§ TASK OBJECTIVE
The complete listing, repeated precisely, must form the answer.

§ ENTRIES PROVIDED
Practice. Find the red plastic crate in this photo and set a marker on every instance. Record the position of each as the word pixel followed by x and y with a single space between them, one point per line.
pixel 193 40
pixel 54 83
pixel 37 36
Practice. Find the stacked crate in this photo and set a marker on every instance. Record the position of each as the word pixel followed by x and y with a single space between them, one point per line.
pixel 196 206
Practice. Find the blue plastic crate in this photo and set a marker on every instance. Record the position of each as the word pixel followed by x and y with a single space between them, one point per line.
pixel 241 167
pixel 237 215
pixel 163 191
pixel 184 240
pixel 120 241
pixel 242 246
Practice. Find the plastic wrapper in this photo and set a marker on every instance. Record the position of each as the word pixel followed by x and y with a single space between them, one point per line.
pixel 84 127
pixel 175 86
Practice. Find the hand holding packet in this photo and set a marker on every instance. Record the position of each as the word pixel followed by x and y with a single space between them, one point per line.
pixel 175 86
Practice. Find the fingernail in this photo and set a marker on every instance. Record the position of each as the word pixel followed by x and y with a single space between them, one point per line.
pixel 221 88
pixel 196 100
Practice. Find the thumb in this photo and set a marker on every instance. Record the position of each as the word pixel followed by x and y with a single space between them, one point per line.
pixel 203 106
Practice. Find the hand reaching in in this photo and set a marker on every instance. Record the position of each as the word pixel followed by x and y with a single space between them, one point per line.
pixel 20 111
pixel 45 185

§ RESULT OF THIS TASK
Practice. Find the red plastic crate in this photo and set a marker on every instance. Record the position of each as the word pixel followed by x and y with a single space between them, one point per line.
pixel 193 40
pixel 54 83
pixel 37 36
Practice. Find the stacked crate in this photo and set a marker on every instance. Record the position of each as the word pixel followed by x and y with a single space between them, one point per line.
pixel 196 206
Practice. Find the blue plastic crate in this photo and set a marker on every instance. Record the position of each as the word pixel followed by x and y with a single space between them, one point per line.
pixel 241 167
pixel 237 215
pixel 163 191
pixel 184 240
pixel 120 241
pixel 242 246
Practice. Find the plastic wrapper in this photo and set a marker on every instance. Record the position of each as the word pixel followed by x and y with a single space between them, one point per line.
pixel 84 127
pixel 175 86
Practice. Find the hand holding packet in this photo and set a marker on every instance. Record the position of each as the word pixel followed by x and y with a single space between them, one point per line.
pixel 175 86
Practice. Find the fingernail in this photo and set a marker on every instance. Record the position of each as the word pixel followed by x and y with a single space between them, one point per line.
pixel 221 88
pixel 196 100
Practice. Find the thumb in this photo and set a marker on every instance. Record the position of each as the word pixel followed by x and y with a single space between them, one point per line.
pixel 203 106
Practice. Find the hand reaching in in this photo and set a marker on every instance. Record the position of each as the word pixel followed by x and y with a single space between them, one point per line.
pixel 20 111
pixel 45 185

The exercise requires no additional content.